> Document extract:
2.2.2.  The Problem Now Before Us

   During the expert review necessary for supporting Unicode 7.0.0 for
   use with IDNA, a new code point U+08A1, ARABIC LETTER BEH WITH HAMZA
   ABOVE came in for some scrutiny.  Using versions of Unicode up to and
   including 7.0.0, it is possible to combine ARABIC LETTER BEH (U+0628)
   and ARABIC HAMZA ABOVE (U+0654) to produce a glyph that is
   indistinguishable from the one produced by U+08A1.  But U+08A1 and
   \u'0628'\u'0654' are not canonically equivalent.  (For more
   discussion of this issue, see [I-D.klensin-idna-5892upd-unicode70].)

   Further investigation reveals that there are several similar cases.
   ARABIC HAMZA ABOVE (U+0654) turns out to be implicated in some cases,
   but not all of them.  There are cases in Latin (see Appendix A for
   examples).  There are certainly cases in other scripts (some examples
   are provided in Appendix A).  The majority of cases all have a
   handful of things in common:

   o  There are at least two forms by which the same glyph is produced.

   o  One of the forms uses a combining sequence and another form is a
      precomposed character, or else one of the forms is a digraph.

> Dataset extract:
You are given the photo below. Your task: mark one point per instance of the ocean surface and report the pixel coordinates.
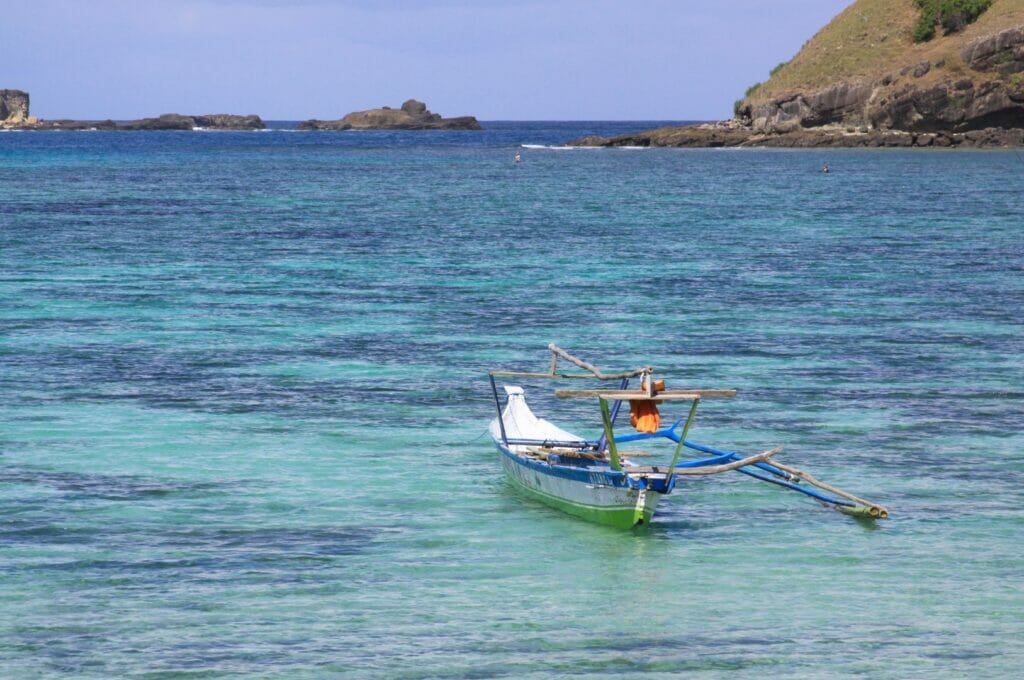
(243, 404)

> The tasks:
- a) Answer these questions from the excerpt on Unicode 7.0.0 and IDNA:
(i) Which new code point came in for scrutiny during the expert review?
(ii) Which two code points can be combined to produce a glyph indistinguishable from it?
(iii) Where does the excerpt point the reader for examples of cases in Latin?
- b) Write the next part of the excerpt on Unicode 7.0.0 and IDNA, picking up after its final bullet point.
The lines above come from a separate source.

> Answers for the tasks:
- a)
(i) U+08A1, ARABIC LETTER BEH WITH HAMZA ABOVE.
(ii) ARABIC LETTER BEH (U+0628) and ARABIC HAMZA ABOVE (U+0654).
(iii) Appendix A.

- b)
      [[CREF1: Is this true?  Are there any cases that don't match it?
      --ajs]]



Sullivan & Freytag     Expires September 10, 2015               [Page 6]


Internet-Draft           LUCID Problem Statement              March 2015


   o  The results when rendered as glyphs cannot be distinguished from
      one another.

   o  The two forms are not canonically equivalent.

   o  All of the relevant code points have the same script property, or
      else inherit the script property of the previous character so that
      it is not possible to select on the basis of the script.

   o  Competent users of the writing system in a language do not treat
      one of the combining sequence or the precomposed character as
      reasonable.  To writers for whom the combining sequence is
      "wrong", it is not a case of a base character modified by an
      additional mark, but instead a separate letter.  Conversely, to
      writers for whom the precomposed character is "wrong", it is
      definitely a matter of adding something to a character that
      otherwise stands on its own.  (Not every possible combination
      would normally be used by anyone, of course, and sometimes -- not
      infrequently -- one of the alternatives is not used by any
      orthography.)

   Cases that match these conditions might be considered to involve
   "non-normalizable diacritics", because most of the combining marks in
   question are non-spacing marks that are or act like diacritics.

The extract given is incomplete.